#### [Tasks to carry out]
a. In the passage on CD40 and CD40L in lupus, what was the control frequency of the group of longer CD40L microsatellite alleles?
b. Resume the passage on CD40 and CD40L in lupus, picking up right after its final sentence.

#### [Page extract]
◇ ◇ ◇ ◇
We did not observe any association with SLE for CD40 or CD40L using family-based tests of association. We used clinical information on our cohorts for lupus nephritis and thrombosis and no evidence for association was found. There have been a limited number of association studies performed for CD40 and CD40L in autoimmune disease. One case–control association study found a SNP in CD40 to be positively associated with Graves’ disease in Caucasians.33 However, this was not replicated in a substantially larger study.34 More recently, association of a 3′-UTR microsatellite and SLE in CD40L was reported in 80 patients from the Canary Islands in Spain.35 No single microsatellite allele was associated with disease, but a group of longer alleles. The control frequency of this group of alleles was 0.32. This CD40L microsatellite lies between SNP 7 and SNP 8 and falls within haplotype block 2 (Figure 2b). It is unlikely that these alleles are associated with SLE in a UK population since we have defined CD40L haplotypes flanking this marker and our study is considerably larger than the one reported.

We have shown the LD and haplotype structure for CD40 and CD40L in European-Caucasians. CD40 markers span the gene from −4983 (from ATG) to +14912 (from ATG). CD40L markers span the genomic area enclosing CD40L starting at −6825 (from ATG) to +13 582 (from ATG). Variation in the CD40 and CD40L genes in European-Caucasians can be explained by the existence of three/four common haplotypes, which account for >97% frequency (Figure 2). It is clear from the pairwise marker LD and haplotypes in CD40 that there are high levels of LD across the gene. This is reflected in the three common haplotypes in the two haplotype blocks in CD40. In the case of CD40L, there is a breakdown in LD between haplotype blocks but still substantial LD between adjacent blocks. All the common haplotypes in CD40 and CD40L can be identified by genotyping of htSNPs as reported in the Results section. The extent of LD across CD40 and CD40L suggests that any putative polymorphism would be in LD with one or more of the SNPs or haplotypes studied.
◇ ◇ ◇ ◇
#### [Records from a dataset]
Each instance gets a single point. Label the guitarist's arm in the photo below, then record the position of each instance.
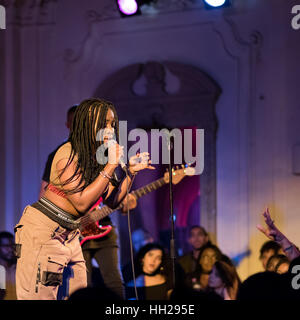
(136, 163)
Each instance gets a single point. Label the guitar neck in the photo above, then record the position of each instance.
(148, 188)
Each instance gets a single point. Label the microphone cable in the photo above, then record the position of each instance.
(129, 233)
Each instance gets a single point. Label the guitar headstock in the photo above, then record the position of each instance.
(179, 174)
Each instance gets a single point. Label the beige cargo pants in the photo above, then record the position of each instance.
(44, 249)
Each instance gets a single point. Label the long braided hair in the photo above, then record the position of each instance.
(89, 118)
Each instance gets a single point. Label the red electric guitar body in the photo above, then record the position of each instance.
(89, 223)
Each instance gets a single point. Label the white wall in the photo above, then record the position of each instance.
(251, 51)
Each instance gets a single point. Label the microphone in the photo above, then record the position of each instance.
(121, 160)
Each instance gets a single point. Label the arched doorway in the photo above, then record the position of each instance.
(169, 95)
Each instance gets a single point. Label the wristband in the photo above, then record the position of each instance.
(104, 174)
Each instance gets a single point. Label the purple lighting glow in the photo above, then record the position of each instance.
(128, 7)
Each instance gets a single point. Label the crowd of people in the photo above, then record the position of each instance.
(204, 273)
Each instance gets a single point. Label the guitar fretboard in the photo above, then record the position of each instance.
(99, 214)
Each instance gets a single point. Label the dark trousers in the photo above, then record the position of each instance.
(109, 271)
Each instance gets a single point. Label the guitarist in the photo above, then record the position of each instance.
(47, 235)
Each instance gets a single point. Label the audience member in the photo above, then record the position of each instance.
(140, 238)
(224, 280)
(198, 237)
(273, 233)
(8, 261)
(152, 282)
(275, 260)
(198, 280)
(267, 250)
◇ ◇ ◇ ◇
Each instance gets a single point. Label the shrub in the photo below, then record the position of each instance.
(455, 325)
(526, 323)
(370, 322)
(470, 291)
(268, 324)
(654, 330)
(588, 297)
◇ ◇ ◇ ◇
#### [Results in order]
a. 0.32

b.
Haplotype construction across CD40 has been previously described in Han-Chinese.36 This group showed strong LD across CD40 and five haplotypes. Three of the SNPs used by this group were the same as SNPs used in our study (rs1800686, rs752118 and rs3765459). Overall there are similarities in CD40 haplotype structure between Han-Chinese and European-Caucasians. However, the Han-Chinese had two low-frequency haplotypes (their nomenclature: Hap 4 and Hap 5) not present in European-Caucasians. The Han-Chinese SNPs had similar frequencies to the Indo-Asian samples for CD40. There has been one study on haplotypes across CD40L in African populations,37 and this group found similar LD for a section of the CD40L gene (rs975379 and rs715762) in Africans.

Allele frequencies of SNPs differed between the different ethnic groups as expected based on demographic histories of different populations. The differences were marked between Africans and European-Caucasians for both CD40 and CD40L. A study on positive selection with malaria resistance in CD40L showed similar differences.37, 38 Two of the SNPs (rs975379 and rs715762) we studied were also studied in Sabeti et al's work.37, 38 A more recent study that found no association of CD40L with tuberculosis confirmed the allele frequencies we observed for SNP rs1126535 in Afro-Caribbean's.39

If there were SLE susceptibility polymorphism/s within CD40 or CD40L, we would have expected to be able to detect an association within this European-Caucasian family study. We cannot exclude a rare variant occurring within CD40 or CD40L and association with SLE. However, we have captured greater than 97% of the haplotype diversity across these genes and all the common haplotypes. We exclude any common polymorphisms in CD40 and CD40L from association with SLE in European-Caucasians. Furthermore, the CD40 and CD40L htSNPs that we have identified will be useful for genetic association studies on autoimmune and vascular diseases in European-Caucasian populations.